==== Exercise input

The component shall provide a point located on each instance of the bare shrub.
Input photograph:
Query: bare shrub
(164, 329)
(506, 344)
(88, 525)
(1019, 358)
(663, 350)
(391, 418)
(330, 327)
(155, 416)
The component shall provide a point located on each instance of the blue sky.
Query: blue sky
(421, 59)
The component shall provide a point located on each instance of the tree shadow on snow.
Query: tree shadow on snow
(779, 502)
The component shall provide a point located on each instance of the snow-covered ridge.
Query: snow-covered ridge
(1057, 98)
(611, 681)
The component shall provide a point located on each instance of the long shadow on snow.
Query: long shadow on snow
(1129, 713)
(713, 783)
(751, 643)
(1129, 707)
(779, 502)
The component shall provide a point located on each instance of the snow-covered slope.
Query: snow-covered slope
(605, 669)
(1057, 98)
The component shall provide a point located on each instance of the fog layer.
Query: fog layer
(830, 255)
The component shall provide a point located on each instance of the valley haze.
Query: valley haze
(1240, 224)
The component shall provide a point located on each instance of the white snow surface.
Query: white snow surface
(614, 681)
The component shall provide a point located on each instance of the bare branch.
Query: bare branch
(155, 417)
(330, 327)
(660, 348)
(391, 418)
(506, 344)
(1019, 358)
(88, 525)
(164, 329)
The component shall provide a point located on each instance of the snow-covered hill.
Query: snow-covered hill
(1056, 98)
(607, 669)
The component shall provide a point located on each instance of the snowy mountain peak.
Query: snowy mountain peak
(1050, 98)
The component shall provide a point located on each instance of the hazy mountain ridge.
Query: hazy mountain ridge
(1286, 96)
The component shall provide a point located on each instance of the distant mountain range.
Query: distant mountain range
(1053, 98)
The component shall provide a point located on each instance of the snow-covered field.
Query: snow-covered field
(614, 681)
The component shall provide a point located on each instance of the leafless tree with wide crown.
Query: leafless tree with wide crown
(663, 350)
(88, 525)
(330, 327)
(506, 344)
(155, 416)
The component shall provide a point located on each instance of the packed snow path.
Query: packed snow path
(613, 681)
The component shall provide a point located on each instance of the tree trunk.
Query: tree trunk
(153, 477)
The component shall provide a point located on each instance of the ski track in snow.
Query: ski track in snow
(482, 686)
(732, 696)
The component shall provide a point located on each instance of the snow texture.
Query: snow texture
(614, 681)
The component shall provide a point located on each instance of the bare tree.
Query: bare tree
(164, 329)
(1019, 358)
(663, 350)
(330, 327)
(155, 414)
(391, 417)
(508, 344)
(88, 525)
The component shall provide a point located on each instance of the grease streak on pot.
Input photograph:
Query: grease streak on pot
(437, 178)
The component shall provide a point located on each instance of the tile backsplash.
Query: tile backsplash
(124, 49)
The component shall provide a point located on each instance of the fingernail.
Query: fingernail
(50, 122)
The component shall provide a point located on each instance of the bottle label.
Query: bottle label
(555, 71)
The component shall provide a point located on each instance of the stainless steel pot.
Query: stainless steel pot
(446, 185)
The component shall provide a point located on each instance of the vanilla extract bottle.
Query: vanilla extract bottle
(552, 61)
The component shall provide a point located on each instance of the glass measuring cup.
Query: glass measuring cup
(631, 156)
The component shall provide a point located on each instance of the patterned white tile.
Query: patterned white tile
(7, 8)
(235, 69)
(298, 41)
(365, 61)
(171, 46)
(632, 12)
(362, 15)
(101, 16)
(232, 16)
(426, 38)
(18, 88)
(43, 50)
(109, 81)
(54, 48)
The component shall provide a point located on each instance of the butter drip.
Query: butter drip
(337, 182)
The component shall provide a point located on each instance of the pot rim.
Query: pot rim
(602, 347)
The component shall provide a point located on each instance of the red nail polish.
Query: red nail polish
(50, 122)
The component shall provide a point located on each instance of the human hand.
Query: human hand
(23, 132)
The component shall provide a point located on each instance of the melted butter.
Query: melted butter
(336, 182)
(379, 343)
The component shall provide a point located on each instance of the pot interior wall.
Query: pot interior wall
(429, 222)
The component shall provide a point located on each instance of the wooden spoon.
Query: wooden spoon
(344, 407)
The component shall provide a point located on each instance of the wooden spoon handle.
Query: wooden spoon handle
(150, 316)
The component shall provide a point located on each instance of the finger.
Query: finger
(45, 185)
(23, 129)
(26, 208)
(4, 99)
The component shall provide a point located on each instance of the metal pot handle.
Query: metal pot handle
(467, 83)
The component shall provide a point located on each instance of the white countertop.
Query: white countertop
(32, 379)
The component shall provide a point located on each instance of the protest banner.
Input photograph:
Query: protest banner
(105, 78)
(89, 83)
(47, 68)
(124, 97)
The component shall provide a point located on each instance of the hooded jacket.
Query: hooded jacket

========

- [Required work]: Your reply is one number: how many lines of the records above contain the word "hooded".

- [Solution for this task]: 2